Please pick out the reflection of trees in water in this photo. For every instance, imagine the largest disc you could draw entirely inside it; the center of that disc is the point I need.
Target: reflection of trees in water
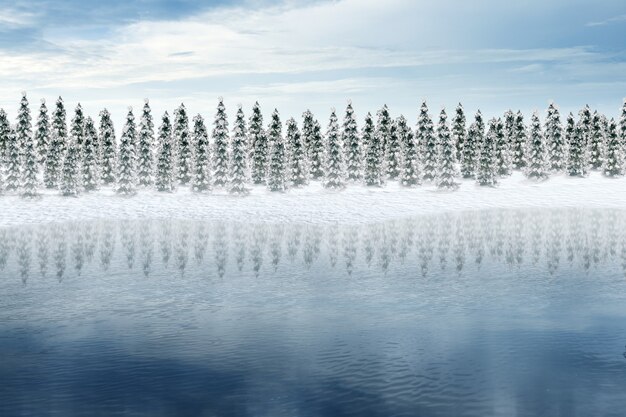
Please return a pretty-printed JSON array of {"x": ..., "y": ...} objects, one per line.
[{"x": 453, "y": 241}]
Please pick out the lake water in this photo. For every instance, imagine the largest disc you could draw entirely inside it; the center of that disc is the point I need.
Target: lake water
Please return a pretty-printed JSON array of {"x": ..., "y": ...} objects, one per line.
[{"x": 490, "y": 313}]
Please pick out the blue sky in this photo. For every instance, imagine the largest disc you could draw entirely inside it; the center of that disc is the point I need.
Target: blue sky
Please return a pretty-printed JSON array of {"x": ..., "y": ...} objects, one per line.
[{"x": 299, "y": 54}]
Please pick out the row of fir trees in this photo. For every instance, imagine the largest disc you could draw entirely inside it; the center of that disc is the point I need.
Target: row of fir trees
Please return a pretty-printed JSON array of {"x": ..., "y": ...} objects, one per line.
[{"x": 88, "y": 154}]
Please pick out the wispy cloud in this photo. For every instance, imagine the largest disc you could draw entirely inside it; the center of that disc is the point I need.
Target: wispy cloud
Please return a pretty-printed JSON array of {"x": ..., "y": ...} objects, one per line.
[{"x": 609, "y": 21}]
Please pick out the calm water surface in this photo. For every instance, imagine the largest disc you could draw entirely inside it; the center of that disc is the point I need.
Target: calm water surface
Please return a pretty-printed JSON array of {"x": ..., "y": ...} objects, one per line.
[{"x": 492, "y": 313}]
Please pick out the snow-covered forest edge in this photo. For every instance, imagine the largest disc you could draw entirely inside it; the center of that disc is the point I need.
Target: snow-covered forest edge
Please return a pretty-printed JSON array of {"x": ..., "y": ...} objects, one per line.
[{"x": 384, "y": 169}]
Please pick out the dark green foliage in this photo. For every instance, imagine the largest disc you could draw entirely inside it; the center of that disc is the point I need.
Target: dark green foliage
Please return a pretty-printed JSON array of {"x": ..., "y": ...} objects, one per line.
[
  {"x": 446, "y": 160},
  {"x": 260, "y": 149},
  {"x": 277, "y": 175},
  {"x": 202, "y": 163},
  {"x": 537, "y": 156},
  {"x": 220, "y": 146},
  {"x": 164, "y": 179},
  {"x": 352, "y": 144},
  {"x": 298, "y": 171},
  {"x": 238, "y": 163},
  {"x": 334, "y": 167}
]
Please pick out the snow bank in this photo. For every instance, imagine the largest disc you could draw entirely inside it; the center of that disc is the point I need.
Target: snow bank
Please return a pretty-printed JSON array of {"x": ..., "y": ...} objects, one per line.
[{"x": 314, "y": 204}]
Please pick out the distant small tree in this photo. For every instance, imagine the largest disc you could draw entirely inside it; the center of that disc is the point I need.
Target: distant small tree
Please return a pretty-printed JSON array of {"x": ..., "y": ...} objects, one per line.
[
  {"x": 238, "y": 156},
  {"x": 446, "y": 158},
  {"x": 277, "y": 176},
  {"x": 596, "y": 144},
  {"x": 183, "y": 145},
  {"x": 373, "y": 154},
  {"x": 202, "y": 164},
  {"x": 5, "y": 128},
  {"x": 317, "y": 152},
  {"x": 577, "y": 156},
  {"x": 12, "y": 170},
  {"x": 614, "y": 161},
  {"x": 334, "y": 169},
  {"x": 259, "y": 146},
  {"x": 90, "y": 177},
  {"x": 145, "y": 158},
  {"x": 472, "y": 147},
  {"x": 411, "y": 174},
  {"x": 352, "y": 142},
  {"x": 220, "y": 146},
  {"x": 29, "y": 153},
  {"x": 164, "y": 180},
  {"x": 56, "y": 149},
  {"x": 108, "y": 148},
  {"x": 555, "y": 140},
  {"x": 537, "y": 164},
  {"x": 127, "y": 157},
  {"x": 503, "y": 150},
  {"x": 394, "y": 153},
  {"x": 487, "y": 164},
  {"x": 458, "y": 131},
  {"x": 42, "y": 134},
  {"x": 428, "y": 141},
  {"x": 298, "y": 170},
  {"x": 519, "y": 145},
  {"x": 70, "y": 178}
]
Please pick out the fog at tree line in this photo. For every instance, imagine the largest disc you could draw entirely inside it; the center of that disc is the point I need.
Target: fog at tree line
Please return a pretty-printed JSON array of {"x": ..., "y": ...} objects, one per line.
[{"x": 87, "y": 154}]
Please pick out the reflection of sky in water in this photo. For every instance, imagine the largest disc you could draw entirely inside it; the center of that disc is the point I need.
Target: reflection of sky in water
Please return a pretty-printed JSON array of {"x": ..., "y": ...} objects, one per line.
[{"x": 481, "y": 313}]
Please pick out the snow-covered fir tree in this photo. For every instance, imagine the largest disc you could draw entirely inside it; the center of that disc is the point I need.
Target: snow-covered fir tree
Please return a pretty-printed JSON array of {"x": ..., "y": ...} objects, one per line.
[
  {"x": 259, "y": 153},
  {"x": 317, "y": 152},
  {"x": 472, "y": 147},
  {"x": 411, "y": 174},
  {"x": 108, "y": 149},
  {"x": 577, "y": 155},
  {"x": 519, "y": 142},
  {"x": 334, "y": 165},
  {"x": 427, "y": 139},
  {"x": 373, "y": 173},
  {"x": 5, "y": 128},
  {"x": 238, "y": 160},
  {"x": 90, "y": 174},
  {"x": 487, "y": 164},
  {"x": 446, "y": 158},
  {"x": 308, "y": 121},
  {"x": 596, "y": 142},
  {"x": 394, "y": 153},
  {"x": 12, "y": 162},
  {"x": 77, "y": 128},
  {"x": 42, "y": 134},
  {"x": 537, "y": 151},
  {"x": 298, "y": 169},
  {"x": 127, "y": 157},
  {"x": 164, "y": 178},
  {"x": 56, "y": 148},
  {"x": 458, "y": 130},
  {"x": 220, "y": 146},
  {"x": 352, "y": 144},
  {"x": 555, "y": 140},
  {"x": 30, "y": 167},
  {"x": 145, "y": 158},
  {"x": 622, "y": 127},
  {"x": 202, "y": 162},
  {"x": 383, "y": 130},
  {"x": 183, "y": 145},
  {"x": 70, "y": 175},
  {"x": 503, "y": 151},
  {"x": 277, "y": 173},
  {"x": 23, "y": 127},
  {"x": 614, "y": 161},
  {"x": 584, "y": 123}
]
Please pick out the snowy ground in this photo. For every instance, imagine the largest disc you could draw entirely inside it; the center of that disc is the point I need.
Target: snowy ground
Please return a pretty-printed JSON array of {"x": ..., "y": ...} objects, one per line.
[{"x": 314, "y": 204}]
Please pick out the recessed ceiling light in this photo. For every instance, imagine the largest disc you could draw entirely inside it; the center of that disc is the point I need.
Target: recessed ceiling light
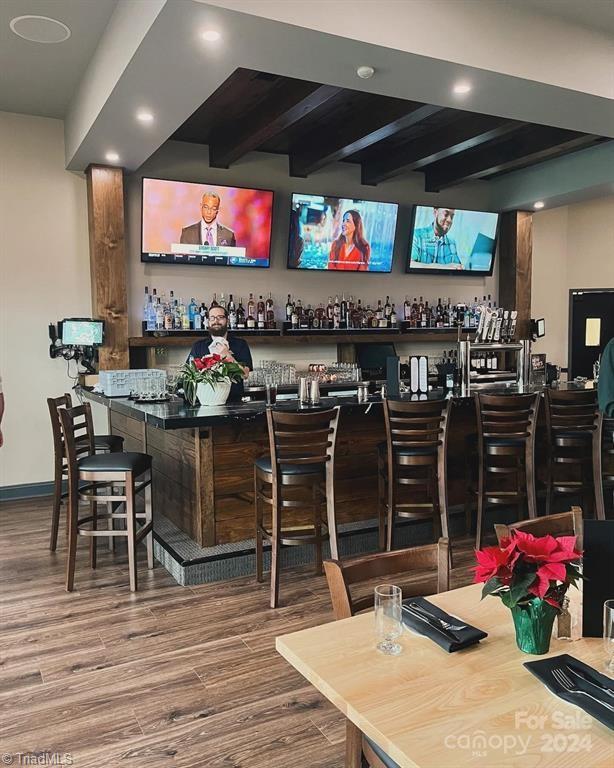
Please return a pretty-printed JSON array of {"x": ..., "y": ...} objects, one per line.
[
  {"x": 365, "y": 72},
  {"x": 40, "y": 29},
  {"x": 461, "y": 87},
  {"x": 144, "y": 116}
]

● ● ●

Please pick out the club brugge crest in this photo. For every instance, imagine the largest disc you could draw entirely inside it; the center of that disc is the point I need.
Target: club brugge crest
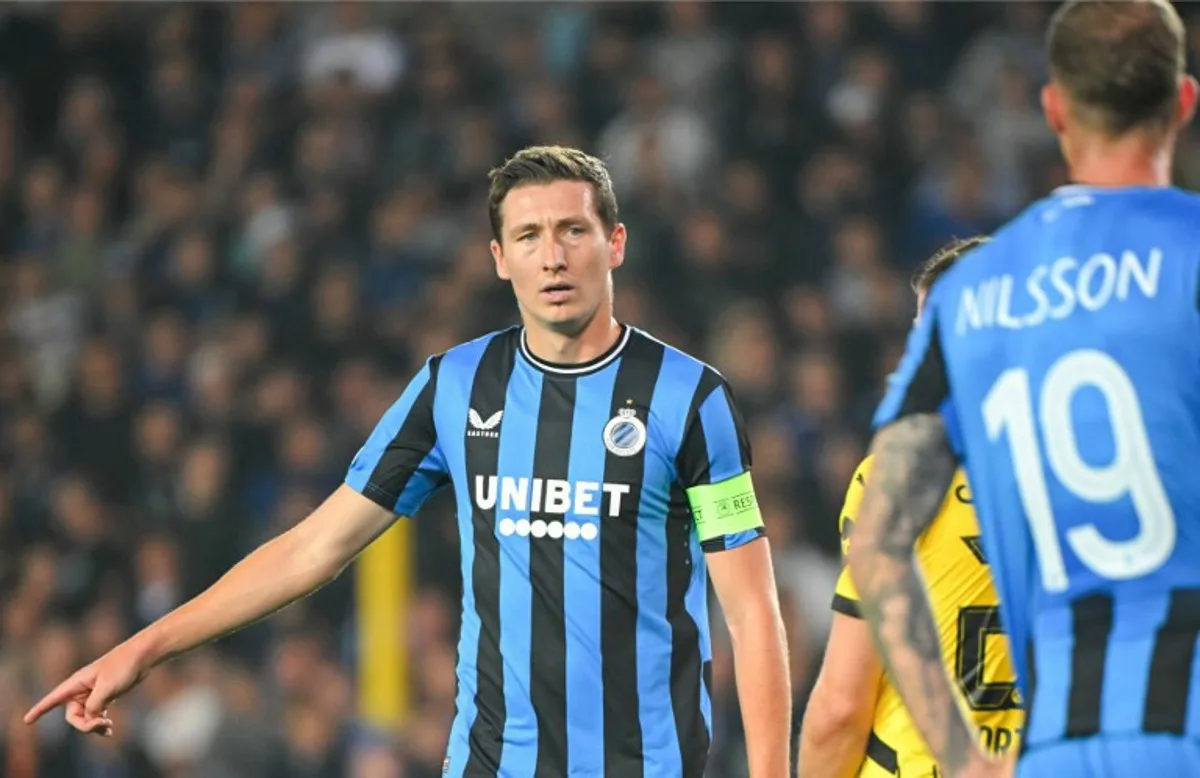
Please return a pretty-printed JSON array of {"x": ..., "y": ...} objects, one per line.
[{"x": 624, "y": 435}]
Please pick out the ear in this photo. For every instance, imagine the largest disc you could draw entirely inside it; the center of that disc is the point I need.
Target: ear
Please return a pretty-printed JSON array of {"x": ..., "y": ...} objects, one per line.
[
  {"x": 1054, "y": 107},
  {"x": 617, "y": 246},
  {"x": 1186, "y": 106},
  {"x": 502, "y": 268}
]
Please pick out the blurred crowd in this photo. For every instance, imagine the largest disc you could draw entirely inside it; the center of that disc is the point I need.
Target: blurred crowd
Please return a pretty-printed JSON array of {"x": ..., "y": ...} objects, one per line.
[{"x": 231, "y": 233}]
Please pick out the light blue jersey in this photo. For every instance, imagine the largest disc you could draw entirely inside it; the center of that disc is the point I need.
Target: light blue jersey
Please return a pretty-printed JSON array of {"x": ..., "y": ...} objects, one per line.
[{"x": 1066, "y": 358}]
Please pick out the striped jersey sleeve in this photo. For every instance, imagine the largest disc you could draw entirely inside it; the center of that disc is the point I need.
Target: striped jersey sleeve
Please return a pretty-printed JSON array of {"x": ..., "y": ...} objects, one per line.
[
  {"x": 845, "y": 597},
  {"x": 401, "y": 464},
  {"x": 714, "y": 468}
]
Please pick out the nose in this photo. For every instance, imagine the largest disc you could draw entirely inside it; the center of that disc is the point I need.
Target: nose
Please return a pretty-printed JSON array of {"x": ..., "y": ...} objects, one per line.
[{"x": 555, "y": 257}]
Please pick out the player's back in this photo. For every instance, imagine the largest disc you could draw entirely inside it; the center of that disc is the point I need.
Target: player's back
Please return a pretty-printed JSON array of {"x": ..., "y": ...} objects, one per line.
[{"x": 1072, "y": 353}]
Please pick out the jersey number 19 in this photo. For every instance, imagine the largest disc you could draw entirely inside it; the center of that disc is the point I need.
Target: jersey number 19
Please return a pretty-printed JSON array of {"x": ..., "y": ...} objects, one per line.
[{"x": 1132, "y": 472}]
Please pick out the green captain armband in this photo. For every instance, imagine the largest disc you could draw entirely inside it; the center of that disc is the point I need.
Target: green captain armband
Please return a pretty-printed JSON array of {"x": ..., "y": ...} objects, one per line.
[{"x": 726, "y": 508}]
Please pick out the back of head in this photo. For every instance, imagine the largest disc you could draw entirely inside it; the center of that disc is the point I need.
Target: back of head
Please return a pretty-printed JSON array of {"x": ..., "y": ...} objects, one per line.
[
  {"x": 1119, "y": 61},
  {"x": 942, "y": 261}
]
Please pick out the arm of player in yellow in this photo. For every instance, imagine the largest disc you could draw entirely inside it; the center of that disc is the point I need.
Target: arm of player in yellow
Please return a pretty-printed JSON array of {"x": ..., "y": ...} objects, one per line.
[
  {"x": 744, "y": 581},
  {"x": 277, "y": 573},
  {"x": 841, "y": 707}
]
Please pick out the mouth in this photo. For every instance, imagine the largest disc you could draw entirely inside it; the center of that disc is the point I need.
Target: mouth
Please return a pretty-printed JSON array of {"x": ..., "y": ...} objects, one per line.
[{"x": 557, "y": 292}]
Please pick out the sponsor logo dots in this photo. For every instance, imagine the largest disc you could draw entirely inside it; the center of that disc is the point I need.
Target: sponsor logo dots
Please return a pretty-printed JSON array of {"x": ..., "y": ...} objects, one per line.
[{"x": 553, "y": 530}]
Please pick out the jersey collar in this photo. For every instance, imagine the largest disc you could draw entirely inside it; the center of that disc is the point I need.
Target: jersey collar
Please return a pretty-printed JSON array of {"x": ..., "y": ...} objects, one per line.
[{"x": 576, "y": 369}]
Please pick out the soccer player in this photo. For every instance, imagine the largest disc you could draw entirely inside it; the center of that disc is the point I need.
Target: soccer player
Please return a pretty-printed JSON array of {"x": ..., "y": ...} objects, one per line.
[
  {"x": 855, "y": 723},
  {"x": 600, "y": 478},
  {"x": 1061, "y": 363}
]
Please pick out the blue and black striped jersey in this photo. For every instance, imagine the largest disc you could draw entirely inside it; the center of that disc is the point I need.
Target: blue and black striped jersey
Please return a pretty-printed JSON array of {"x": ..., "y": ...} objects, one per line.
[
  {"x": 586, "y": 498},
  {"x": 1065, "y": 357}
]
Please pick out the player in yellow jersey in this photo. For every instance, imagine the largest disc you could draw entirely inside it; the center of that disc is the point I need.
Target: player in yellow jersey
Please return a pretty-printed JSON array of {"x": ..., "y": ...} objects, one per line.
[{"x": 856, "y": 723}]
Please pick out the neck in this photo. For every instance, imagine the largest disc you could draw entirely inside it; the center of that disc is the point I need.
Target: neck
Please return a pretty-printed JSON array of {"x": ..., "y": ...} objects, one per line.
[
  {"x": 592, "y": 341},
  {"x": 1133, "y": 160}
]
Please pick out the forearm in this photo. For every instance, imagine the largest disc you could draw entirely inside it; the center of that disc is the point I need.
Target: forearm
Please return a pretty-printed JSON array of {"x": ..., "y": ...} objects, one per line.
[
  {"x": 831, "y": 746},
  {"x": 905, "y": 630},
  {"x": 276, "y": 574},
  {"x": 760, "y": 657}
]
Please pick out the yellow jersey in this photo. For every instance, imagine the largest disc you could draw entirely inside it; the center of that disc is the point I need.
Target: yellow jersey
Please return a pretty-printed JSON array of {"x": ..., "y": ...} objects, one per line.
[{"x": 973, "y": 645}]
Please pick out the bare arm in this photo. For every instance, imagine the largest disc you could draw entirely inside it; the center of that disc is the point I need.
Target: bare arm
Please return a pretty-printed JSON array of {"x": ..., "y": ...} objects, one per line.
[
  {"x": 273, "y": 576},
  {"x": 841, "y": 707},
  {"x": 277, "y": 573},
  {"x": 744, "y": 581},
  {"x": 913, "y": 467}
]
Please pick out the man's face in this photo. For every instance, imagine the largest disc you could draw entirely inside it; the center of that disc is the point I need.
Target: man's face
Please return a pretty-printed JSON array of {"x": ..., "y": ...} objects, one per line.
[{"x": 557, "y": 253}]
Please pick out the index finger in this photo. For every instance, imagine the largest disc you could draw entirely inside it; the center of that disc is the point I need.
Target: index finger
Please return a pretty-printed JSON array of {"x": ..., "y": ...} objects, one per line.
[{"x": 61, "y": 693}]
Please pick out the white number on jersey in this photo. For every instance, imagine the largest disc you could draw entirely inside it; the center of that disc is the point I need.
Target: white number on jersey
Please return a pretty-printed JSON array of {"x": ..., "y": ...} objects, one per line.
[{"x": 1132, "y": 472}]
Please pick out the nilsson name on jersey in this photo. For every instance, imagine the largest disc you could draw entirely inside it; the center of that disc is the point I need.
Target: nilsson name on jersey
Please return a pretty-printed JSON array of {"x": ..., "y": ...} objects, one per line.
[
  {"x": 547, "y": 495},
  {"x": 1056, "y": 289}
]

● ● ●

» Work to be completed: Collect every line of the entries above that contains the word "collar", treating uppercase and lowercase as distinct.

» Response to this task:
Please pick out the jersey collar in this photo. For every instance, imagine the largest disc you could draw entirely inside it; the center of that disc is the point I need.
Target: jersey collar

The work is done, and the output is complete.